> [DOCUMENT EXTRACT]
┏━━

The people beneath your planes have done us no harm. They want to live in peace. They want to rebuild their country. . . . Did you know that the antipersonnel bombs that are thrown from some
of your planes were outlawed by the Hague Convention of 1907, of which the United States was a signatory? I think that if you knew what these bombs were doing, you would get very angry at the men who invented them. They cannot destroy bridges or factories. They cannot pierce steel or cement. Their only target is unprotected human flesh. The pellets now contain rough-edged plastic pellets, and your bosses, whose minds think in terms of statistics, not human lives, are proud of this new perfection. The plastic pellets don’t show up on X rays and cannot be removed. The hospitals here are filled with babies and women and old people who will live for the rest of their lives in agony with these pellets embedded in them.
Can we fight this kind of war and continue to call ourselves Americans? Are these people so different from our own children, our mothers, or grandmothers? I don’t think so, except that perhaps they have a surer sense of why they are living and what they are willing to die for.
I know that if you saw and if you knew the Vietnamese under peaceful conditions, you would hate the men who are sending you on bombing missions. I believe that in this age of remote-controlled push-button war, we must all try very, very hard to remain human beings.
A few days later I am driven south of Hanoi. Following us in a separate car is French filmmaker Gérard Guillaume and a small crew. He is in Hanoi to make a documentary and has decided to film some of my visit as well. Since my goal is to bear witness and get word out as broadly as possible, I welcome his being there.
All that is left of the city of Phu Ly, formerly a thriving industrial center, is the occasional frame of a building, a doorway, the steeple of a church lying on its side. The city has been flattened into rubble. I am seeing what our makers of war assume Americans will never see.
We are driving back to Hanoi through the township of Duc Giang when air raid sirens let us know we have to take shelter. We tumble from the car and hurry to a half-buried A-frame shelter that is filling up with local Vietnamese. The film crew stumbles in right behind us. Suddenly the roar of Vietnamese antiaircraft guns explodes all around us, drowning out the sound of the American planes. It is a sound beyond sound. Do GIs hear this noise from their own guns? How do they stand it? I can’t fathom how anyone could ever grow accustomed to this devastation of sound. But still, except for their curiosity about who I am, the people in the shelter appear calm. Again someone asks if I am Russian, and when Quoc tells them I am an American actress they get very excited and seem inordinately pleased. Why? Why don’t they shout at me? I want to shout at them, “Don’t you understand it is my country that is bombing you!” Suddenly I feel claustrophobic, wanting to be out of there, to see firsthand what is going on, to film the planes that are bombing. Before Quoc can stop me, I grab my camera and bolt from the shelter.

┗━━

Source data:

┏━━

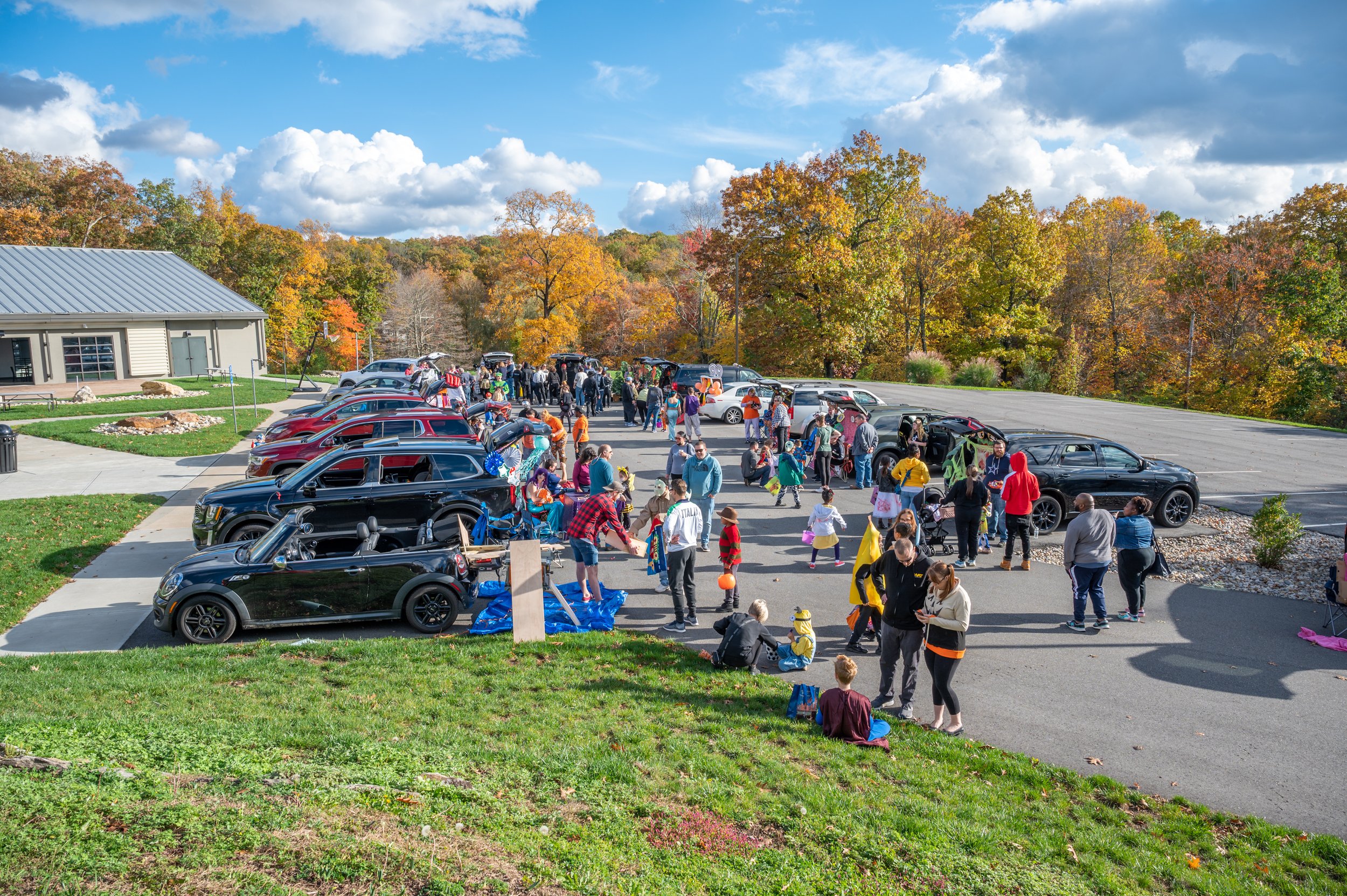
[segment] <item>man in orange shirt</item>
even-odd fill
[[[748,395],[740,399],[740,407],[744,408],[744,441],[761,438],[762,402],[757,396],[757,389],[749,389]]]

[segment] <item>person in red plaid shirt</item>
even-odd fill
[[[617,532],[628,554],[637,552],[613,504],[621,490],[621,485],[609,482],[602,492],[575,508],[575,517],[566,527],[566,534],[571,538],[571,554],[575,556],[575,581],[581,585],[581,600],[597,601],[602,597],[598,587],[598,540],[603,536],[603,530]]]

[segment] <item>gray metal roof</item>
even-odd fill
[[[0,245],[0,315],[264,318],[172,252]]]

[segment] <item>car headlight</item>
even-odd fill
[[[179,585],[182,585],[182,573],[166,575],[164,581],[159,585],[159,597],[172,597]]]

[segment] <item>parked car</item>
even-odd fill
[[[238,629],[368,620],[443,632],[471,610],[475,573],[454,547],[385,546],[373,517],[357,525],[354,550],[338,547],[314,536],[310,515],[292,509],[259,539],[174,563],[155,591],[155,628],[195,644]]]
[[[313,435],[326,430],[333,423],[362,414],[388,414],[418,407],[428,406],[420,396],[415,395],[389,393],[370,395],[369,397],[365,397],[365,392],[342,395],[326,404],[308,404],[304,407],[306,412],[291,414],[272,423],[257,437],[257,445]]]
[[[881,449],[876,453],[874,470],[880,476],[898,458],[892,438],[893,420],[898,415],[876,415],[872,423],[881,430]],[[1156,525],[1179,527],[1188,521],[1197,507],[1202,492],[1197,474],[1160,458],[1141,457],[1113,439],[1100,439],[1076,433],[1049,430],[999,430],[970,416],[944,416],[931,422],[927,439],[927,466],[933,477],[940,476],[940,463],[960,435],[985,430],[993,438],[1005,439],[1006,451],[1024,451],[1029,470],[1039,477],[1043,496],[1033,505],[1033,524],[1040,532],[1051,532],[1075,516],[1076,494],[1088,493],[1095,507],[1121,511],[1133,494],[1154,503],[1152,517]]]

┗━━

> [WHAT TO DO]
**1.** In the Vietnam passage, which convention outlawed the antipersonnel bombs?
**2.** Continue the Vietnam passage from its final sentence.
These rows were drawn from a separate source.

> [ANSWERS FOR THE EXERCISE]
**1.** The Hague Convention of 1907.

**2.**
(Thirty years later, over lunch in California, Quoc will remind me that he had pleaded with me to come back inside but that I refused. Poor Quoc. I should have obeyed him. He was, after all, the one responsible for my safety.)
The raid ends and a sudden, deafening silence descends. It all happened so fast. The planes are gone, none were hit, and at least in the immediate vicinity, I can see no signs of damage. Quoc takes me to a group of soldiers who are operating the closest gun installation. I am surprised to see that they are young women and that one of them is pregnant. Pregnant and fighting. I think that if she can have hope, so can I. Right then I determine to have a baby with Tom, as a testament to our country’s future.
I have found that the few clothes I brought—a pair of blue jeans, khaki slacks—are too hot for the days when I am mostly outdoors, so Madame Chi takes me to a small shop near the hotel where I purchase a pair of loose black pants and rubber sandals.
I travel to visit schools in outlying rural areas. When I ask if the war has created obstacles to the children’s schooling, I am told that on the contrary, they have succeeded in gaining widespread literacy in the north. For a people who have gone directly from colonialism (which had left all but the privileged few illiterate) into war, it is an astonishing commitment to education.
I am taken to the Hanoi film studio, where I meet with a director and watch the most famous Vietnamese actor, Tra Giang, perform a scene in a film about a war heroine. I am surprised that they are continuing to make films despite the bombings. Tra Giang is from South Vietnam and about my age, with deep, sad eyes and an exquisite beauty. She is also pregnant. I will not forget her face.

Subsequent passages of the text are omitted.